▸ **Arbeitsauftrag 1**
Nenne alle Personen, die im Textauszug über die Reaktionen auf Konwitschny namentlich vorkommen.
▸ **Arbeitsauftrag 2**
Setze den Textauszug über die Reaktionen auf Konwitschny nach seinem letzten Satz fort.

Mein Musiktheater funktioniert deshalb gut, weil es sehr, sehr
eng mit den Stücken verbunden ist.
ZEIT: Jürgen Flimm hat kürzlich in Bezug auf das
Schauspiel kritisiert, die Regisseure seien an die Stelle der Autoren
getreten, das habe zu einer Überforderung des Regiebegriffs
geführt, zu einer Art spätromantischem Geniekult.
KONWITSCHNY: Was Flimm sagt, finde ich sehr traurig. Das
ist so ein Fall Galileo Galilei. Einer, der seine eigene Erfindung
widerruft, der die vier Monde entdeckt hat und sagt, sie sind
nicht da. Dem hat man die Instrumente gezeigt, und dann hat er
Angst gekriegt. Ich kann es mir nur so erklären, dass ihm
als Regisseur nichts mehr einfällt.
Sehr traurig...
Antworten
und Reaktionen
Die Reaktionen ließen nicht lang auf sich warten.
Jürgen
Flimm, Regisseur und Präsident des Deutschen Bühnenvereins,
sandte der ZEIT einen Leserbrief:
Für meine Verdammnis fehlen Herrn Konwitschny zweierlei
wichtige Voraussetzungen: Weder hat er was von mir gesehen noch
gelesen. Wie könnte er mir sonst das verstaubte Maskottchen
aller ehemaligen DDR-Intellektuellen um den Hals hängen,
den vergoldeten Galilei, verliehen an Wendehälse und Renegaten?
Verwunderlich zwar, ich meine allerdings, was ich sage, und das
schon seit geraumer Zeit: Ob dies nun ins Wohlbefinden der allgemeinen
ästhetischen Debatte passt oder nicht.
Der
Vorstand des Staatsopernchores Hamburg schrieb Konwitschny
einen offenen Brief, den auch DIE ZEIT veröffentlichte:
Konwitschny diffamiert pauschal alle Opernchöre. Es
gibt für Chorsänger kein gewerkschaftliches Recht,
unvorbereitet zu Proben zu erscheinen. Vielmehr sind die Rechte
und Pflichten eines Chormitgliedes durch Dienst- und Tarifvertrag
geregelt. Konwitschny trifft damit gerade die, die zum Beispiel
in Hamburg seine legendäre Lohengrin-Produktion
zu großen Teilen tragen. Was ihn dazu bewogen haben mag,
wir wissen es nicht. Zurück bleiben Zorn und Ratlosigkeit
sowie eine völlig unnötige Belastung der zukünftigen
Zusammenarbeit.

▸ **Extrahierte Angaben**
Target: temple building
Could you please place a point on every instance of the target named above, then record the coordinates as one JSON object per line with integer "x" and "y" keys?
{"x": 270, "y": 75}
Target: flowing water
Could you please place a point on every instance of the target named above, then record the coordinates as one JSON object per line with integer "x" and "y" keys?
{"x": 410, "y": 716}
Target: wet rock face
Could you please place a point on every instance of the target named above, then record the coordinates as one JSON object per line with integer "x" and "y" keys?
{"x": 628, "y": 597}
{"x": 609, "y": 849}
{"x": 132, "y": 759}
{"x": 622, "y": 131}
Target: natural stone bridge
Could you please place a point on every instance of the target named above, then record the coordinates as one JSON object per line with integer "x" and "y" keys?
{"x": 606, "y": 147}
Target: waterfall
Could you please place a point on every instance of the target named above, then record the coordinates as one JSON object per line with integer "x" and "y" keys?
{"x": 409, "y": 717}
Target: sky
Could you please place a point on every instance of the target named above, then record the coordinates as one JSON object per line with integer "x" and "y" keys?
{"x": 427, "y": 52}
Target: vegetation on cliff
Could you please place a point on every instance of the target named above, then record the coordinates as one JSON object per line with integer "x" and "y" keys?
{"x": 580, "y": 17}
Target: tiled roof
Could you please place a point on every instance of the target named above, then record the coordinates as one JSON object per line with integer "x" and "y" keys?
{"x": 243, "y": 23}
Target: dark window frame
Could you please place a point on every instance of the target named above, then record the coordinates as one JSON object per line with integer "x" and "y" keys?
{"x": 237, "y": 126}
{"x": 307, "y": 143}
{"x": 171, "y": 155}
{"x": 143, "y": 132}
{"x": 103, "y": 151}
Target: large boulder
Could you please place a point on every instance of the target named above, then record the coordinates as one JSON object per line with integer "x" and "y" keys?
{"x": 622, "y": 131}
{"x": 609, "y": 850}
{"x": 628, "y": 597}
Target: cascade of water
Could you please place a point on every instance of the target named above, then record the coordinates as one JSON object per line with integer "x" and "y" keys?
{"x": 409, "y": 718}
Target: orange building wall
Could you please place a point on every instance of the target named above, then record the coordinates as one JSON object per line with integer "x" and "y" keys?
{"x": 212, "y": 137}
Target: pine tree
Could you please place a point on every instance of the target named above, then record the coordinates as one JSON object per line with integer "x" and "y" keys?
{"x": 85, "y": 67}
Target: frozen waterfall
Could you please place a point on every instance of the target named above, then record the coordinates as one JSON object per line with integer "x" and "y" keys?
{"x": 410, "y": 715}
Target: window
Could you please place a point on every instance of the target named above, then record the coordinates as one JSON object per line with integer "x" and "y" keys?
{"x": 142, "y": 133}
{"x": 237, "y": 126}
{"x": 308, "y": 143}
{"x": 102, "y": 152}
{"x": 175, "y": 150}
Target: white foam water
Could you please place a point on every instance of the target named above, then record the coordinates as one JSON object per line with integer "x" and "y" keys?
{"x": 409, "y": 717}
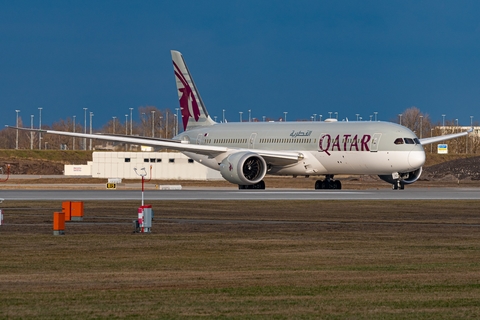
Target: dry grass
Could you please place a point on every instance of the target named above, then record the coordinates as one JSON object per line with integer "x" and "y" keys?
{"x": 258, "y": 259}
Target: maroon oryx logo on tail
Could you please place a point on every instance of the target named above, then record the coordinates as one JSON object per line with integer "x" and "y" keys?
{"x": 188, "y": 102}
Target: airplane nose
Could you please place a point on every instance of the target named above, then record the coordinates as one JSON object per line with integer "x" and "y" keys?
{"x": 416, "y": 159}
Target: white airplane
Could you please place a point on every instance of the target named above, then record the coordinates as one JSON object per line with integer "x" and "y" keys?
{"x": 245, "y": 152}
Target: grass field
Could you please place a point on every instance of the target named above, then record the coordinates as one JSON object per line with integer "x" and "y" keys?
{"x": 246, "y": 260}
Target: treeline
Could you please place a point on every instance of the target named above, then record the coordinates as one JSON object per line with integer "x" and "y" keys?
{"x": 153, "y": 123}
{"x": 163, "y": 124}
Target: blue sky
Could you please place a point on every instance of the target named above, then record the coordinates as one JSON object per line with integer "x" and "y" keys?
{"x": 300, "y": 57}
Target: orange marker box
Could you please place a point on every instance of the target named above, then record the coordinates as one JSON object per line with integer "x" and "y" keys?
{"x": 66, "y": 208}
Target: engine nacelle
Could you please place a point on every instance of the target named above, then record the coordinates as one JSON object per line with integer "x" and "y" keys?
{"x": 407, "y": 177}
{"x": 243, "y": 168}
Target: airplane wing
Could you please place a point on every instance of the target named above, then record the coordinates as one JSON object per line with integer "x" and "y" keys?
{"x": 430, "y": 140}
{"x": 270, "y": 156}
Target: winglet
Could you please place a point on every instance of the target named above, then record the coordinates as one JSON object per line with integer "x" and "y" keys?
{"x": 194, "y": 113}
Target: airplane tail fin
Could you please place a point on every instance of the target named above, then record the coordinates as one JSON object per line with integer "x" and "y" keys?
{"x": 194, "y": 113}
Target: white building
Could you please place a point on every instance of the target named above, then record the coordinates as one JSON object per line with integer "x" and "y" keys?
{"x": 164, "y": 166}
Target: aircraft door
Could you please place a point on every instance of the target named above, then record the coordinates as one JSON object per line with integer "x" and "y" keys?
{"x": 251, "y": 141}
{"x": 375, "y": 142}
{"x": 200, "y": 138}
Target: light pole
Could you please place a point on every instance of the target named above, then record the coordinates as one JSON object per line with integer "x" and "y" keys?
{"x": 443, "y": 124}
{"x": 16, "y": 140}
{"x": 176, "y": 121}
{"x": 114, "y": 120}
{"x": 91, "y": 117}
{"x": 421, "y": 127}
{"x": 153, "y": 123}
{"x": 166, "y": 124}
{"x": 31, "y": 132}
{"x": 40, "y": 127}
{"x": 431, "y": 144}
{"x": 73, "y": 146}
{"x": 85, "y": 128}
{"x": 131, "y": 123}
{"x": 471, "y": 126}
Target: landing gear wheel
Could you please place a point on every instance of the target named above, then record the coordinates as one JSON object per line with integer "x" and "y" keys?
{"x": 259, "y": 185}
{"x": 398, "y": 185}
{"x": 337, "y": 185}
{"x": 328, "y": 183}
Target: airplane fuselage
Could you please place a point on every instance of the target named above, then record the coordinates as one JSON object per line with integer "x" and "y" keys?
{"x": 323, "y": 147}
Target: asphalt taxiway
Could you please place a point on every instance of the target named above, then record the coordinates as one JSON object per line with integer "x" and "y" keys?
{"x": 232, "y": 194}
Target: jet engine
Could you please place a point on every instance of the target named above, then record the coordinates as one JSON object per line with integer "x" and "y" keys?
{"x": 243, "y": 168}
{"x": 406, "y": 177}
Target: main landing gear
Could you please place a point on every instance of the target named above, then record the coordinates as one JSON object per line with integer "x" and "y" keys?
{"x": 398, "y": 185}
{"x": 258, "y": 185}
{"x": 328, "y": 183}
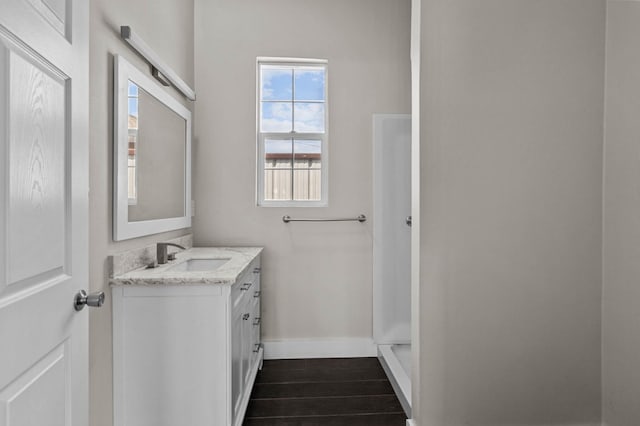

▸ **Antwortfeld 1**
Konwitschny, Jürgen Flimm, Galileo Galilei

▸ **Antwortfeld 2**
gez. Harro Brodersen, Gabriele Alban
Für
den Vorstand des Opernchores der Sächsischen Staatsoper
Dresden schrieb Margot Ehrlich:
Mit großer Verwunderung und mit noch viel mehr Empörung
über die Äußerungen zur Arbeit der Opernchorsänger
wurde das Interview von Herrn Konwitschny von unserer Kollegenschaft
gelesen. Es ist schon sehr erstaunlich, mit welcher Missachtung
und Ignoranz öffentlich ein ganzer Berufsstand pauschal auf
das unterste Niveau herabgewürdigt wird. Herr Konwitschny
muss ja an den Theatern Schreckliches erlebt haben, dass er sich
zu solchen Äußerungen genötigt sieht. Wir können
seine Erfahrungen nicht beurteilen, sondern möchten nur unserer
tiefen menschlichen Enttäuschung Ausdruck verleihen, dass
wir unsere bisherige gemeinsame Arbeit so falsch bewertet hatten...
Wir fühlen uns in unserer Arbeit nicht ernst genommen. Wenn
wir so behandelt werden, kann wohl kaum mehr von gegenseitiger
Achtung die Rede sein.
Schade, Herr Konwitschny!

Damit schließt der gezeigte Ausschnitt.